_The request_
Copy the lines below word for word, and leave the pictures out of your copy.

_Dataset records_
□ □ □ □ □

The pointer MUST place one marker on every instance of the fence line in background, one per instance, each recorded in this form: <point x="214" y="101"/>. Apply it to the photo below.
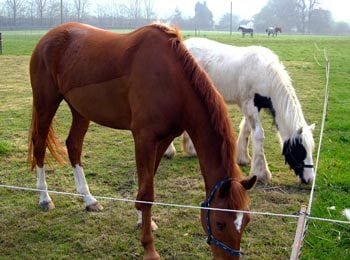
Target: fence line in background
<point x="303" y="216"/>
<point x="303" y="220"/>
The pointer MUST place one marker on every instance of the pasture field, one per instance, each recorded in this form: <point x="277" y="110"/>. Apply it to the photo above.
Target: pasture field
<point x="69" y="231"/>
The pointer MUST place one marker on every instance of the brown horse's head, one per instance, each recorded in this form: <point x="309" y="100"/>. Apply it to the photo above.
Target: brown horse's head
<point x="224" y="228"/>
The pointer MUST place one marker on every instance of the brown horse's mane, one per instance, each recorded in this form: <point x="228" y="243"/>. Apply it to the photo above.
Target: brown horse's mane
<point x="210" y="97"/>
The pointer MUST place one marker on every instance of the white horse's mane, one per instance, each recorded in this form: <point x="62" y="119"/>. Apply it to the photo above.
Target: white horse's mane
<point x="285" y="99"/>
<point x="255" y="69"/>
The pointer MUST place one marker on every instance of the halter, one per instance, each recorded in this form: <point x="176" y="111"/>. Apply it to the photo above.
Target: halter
<point x="298" y="165"/>
<point x="211" y="239"/>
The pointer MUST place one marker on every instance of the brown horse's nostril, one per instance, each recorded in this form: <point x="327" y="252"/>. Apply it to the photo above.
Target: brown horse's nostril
<point x="220" y="226"/>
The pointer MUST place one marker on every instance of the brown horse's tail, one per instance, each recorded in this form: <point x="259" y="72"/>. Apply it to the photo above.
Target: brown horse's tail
<point x="57" y="150"/>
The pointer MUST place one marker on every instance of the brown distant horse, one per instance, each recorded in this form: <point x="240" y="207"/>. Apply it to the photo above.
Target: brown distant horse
<point x="146" y="82"/>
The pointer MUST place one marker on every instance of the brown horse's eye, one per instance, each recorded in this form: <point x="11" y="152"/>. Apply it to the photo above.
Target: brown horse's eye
<point x="220" y="226"/>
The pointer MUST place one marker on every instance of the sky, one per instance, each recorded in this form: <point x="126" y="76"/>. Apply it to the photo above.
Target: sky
<point x="245" y="9"/>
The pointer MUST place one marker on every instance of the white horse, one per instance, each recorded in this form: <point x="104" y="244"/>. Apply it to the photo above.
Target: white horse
<point x="254" y="78"/>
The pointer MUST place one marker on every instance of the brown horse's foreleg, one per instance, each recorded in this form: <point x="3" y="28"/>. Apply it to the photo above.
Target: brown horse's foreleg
<point x="164" y="145"/>
<point x="145" y="152"/>
<point x="74" y="144"/>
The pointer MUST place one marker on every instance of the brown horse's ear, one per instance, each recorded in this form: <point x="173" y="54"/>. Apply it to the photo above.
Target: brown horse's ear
<point x="225" y="189"/>
<point x="249" y="183"/>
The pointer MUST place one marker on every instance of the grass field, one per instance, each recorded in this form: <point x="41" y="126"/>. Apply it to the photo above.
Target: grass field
<point x="70" y="232"/>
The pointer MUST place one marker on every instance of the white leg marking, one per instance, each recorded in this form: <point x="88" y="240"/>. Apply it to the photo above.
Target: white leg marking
<point x="42" y="185"/>
<point x="170" y="151"/>
<point x="243" y="157"/>
<point x="81" y="185"/>
<point x="238" y="221"/>
<point x="309" y="173"/>
<point x="139" y="221"/>
<point x="187" y="145"/>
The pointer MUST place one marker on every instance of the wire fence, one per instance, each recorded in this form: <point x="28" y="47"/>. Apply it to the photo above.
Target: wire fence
<point x="304" y="214"/>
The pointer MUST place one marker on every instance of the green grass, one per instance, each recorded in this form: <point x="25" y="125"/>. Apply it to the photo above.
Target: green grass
<point x="108" y="156"/>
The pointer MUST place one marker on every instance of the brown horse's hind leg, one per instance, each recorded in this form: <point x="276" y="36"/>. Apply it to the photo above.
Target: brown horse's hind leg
<point x="44" y="109"/>
<point x="74" y="144"/>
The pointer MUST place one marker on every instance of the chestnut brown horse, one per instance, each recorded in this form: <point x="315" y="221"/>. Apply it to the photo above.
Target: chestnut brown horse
<point x="146" y="82"/>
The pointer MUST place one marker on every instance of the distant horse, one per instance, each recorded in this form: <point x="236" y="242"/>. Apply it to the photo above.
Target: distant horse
<point x="146" y="82"/>
<point x="253" y="78"/>
<point x="273" y="31"/>
<point x="246" y="30"/>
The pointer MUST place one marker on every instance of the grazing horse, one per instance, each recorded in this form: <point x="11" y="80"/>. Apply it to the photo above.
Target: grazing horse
<point x="253" y="78"/>
<point x="273" y="31"/>
<point x="147" y="82"/>
<point x="246" y="30"/>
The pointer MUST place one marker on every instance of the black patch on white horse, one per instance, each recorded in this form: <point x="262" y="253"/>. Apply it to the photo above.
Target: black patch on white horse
<point x="295" y="154"/>
<point x="265" y="102"/>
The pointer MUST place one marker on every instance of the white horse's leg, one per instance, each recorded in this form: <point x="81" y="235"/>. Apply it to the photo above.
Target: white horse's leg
<point x="45" y="200"/>
<point x="259" y="165"/>
<point x="91" y="203"/>
<point x="187" y="145"/>
<point x="170" y="151"/>
<point x="139" y="221"/>
<point x="243" y="157"/>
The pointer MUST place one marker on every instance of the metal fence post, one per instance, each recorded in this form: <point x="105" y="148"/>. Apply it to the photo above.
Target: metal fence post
<point x="0" y="43"/>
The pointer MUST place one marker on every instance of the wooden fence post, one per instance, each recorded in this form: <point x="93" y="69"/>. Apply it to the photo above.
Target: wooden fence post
<point x="299" y="234"/>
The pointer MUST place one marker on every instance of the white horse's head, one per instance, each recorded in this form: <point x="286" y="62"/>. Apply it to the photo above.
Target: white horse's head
<point x="298" y="153"/>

□ □ □ □ □

_Solution to the problem_
The pointer MUST place one marker on every instance of the fence line in background, one per instance, each recorded in this form: <point x="214" y="101"/>. Apply it to the photo below.
Target: fence line in background
<point x="303" y="216"/>
<point x="303" y="220"/>
The pointer MUST place one marker on every instance of the pasture field, one per instance, each recorded in this form: <point x="277" y="110"/>. Apply it to the photo above.
Target: pasture field
<point x="69" y="231"/>
The pointer MUST place one marker on every instance of the brown horse's head, one per instance, each recorded in this form: <point x="309" y="100"/>. Apply it to the photo above.
Target: brown horse's head
<point x="224" y="228"/>
The pointer MUST place one marker on every instance of the brown horse's mane, one per instance, each recorded in this form: <point x="228" y="243"/>. Apply it to the photo above.
Target: brown horse's mane
<point x="210" y="97"/>
The pointer MUST place one marker on every instance of the white horse's mane, one per instance, each recorded in this form: <point x="62" y="119"/>. Apply it to the photo above.
Target: white horse's mane
<point x="285" y="99"/>
<point x="255" y="69"/>
The pointer MUST place one marker on every instance of the halter, one per instance, each recorded in this form: <point x="176" y="111"/>. Apply it to the photo above.
Target: halter
<point x="298" y="165"/>
<point x="211" y="239"/>
The pointer MUST place one marker on every instance of the brown horse's nostril, one per instance, each recorded in this form: <point x="327" y="252"/>. Apply it to the photo above.
Target: brown horse's nostril
<point x="220" y="226"/>
The pointer MUST place one marker on every instance of the brown horse's tail, one per instance, each recorded in this form: <point x="259" y="72"/>. Apply it to the photo above.
Target: brown horse's tail
<point x="57" y="150"/>
The pointer MUST place one marker on every instance of the brown distant horse, one per instance, each recorded in this form: <point x="240" y="207"/>. Apply it to the photo above.
Target: brown distant horse
<point x="146" y="82"/>
The pointer MUST place one marker on every instance of the brown horse's eye, one per instance, each recorded in this form: <point x="11" y="152"/>. Apply it to the photo above.
Target: brown horse's eye
<point x="220" y="226"/>
The pointer MUST place one marker on every instance of the sky, one per instance, each recorded in this form: <point x="126" y="76"/>. Apply it to the photo above.
Target: sky
<point x="245" y="9"/>
The pointer MUST place one marker on every instance of the white horse, one per instance, each recorded in this form: <point x="104" y="244"/>. Apply it to the photo above.
Target: white horse
<point x="254" y="78"/>
The pointer MUST place one marker on every instance of the brown horse's foreleg, one per instance, each recorded in this form: <point x="3" y="28"/>. Apply it to the photo above.
Target: brown horse's foreleg
<point x="164" y="145"/>
<point x="145" y="152"/>
<point x="74" y="144"/>
The pointer MUST place one marker on every instance of the brown horse's ear, one per instance, each recorded in this form: <point x="173" y="54"/>. Apply it to the photo above.
Target: brown horse's ear
<point x="225" y="189"/>
<point x="249" y="183"/>
The pointer MUST place one marker on every instance of the grass field, one per instance, each recorded in this form: <point x="41" y="126"/>. Apply it to the photo above.
Target: grass field
<point x="70" y="232"/>
The pointer MUST place one marker on every instance of the white leg marking, one per instance, each recorded in this form: <point x="88" y="240"/>. Apply it to the photo above.
Target: white leg marking
<point x="42" y="185"/>
<point x="170" y="151"/>
<point x="243" y="157"/>
<point x="81" y="185"/>
<point x="238" y="221"/>
<point x="309" y="173"/>
<point x="139" y="221"/>
<point x="187" y="145"/>
The pointer MUST place one marker on every instance of the wire fence, one per instance, each recorded in this form: <point x="28" y="47"/>. Apply it to the photo above.
Target: wire fence
<point x="304" y="214"/>
The pointer MUST place one marker on every instance of the green grass, one per instance, each recorded in this form: <point x="25" y="125"/>. Apply it to the photo above.
Target: green grass
<point x="108" y="156"/>
The pointer MUST place one marker on every instance of the brown horse's hind leg, one per instance, each recorded in this form: <point x="276" y="36"/>. Apply it to the photo above.
Target: brown horse's hind leg
<point x="44" y="109"/>
<point x="74" y="144"/>
The pointer MUST place one marker on every instance of the chestnut brown horse, one per instance, each recorded in this form: <point x="315" y="221"/>. Apply it to the photo above.
Target: chestnut brown horse
<point x="146" y="82"/>
The pointer MUST place one marker on every instance of the distant horse, one per instance, each recorded in this form: <point x="236" y="242"/>. Apply it to the photo above.
Target: distant horse
<point x="146" y="82"/>
<point x="253" y="78"/>
<point x="273" y="31"/>
<point x="246" y="30"/>
The pointer MUST place one marker on every instance of the grazing horse, one per instance, each recorded in this form: <point x="11" y="80"/>. Apply it to the photo above.
Target: grazing horse
<point x="253" y="78"/>
<point x="273" y="31"/>
<point x="147" y="82"/>
<point x="246" y="30"/>
The pointer MUST place one marker on every instance of the black patch on white horse, one per instance, each recorded in this form: <point x="262" y="253"/>. Apply it to the photo above.
Target: black patch on white horse
<point x="295" y="154"/>
<point x="265" y="102"/>
The pointer MUST place one marker on every instance of the white horse's leg, one per instance, each recorded in this form: <point x="81" y="235"/>. Apply it to the photo above.
Target: white horse's leg
<point x="45" y="200"/>
<point x="259" y="165"/>
<point x="91" y="203"/>
<point x="187" y="145"/>
<point x="170" y="151"/>
<point x="139" y="221"/>
<point x="243" y="157"/>
The pointer MUST place one marker on every instance of the metal fence post, one per instance, each recorded in this form: <point x="105" y="148"/>. Apply it to the photo above.
Target: metal fence post
<point x="0" y="43"/>
The pointer MUST place one marker on every instance of the wooden fence post, one per instance, each recorded in this form: <point x="93" y="69"/>. Apply it to the photo above.
Target: wooden fence post
<point x="299" y="234"/>
The pointer MUST place one marker on every instance of the white horse's head, one per instance, each recorded in this form: <point x="286" y="62"/>. Apply it to the photo above.
Target: white horse's head
<point x="298" y="153"/>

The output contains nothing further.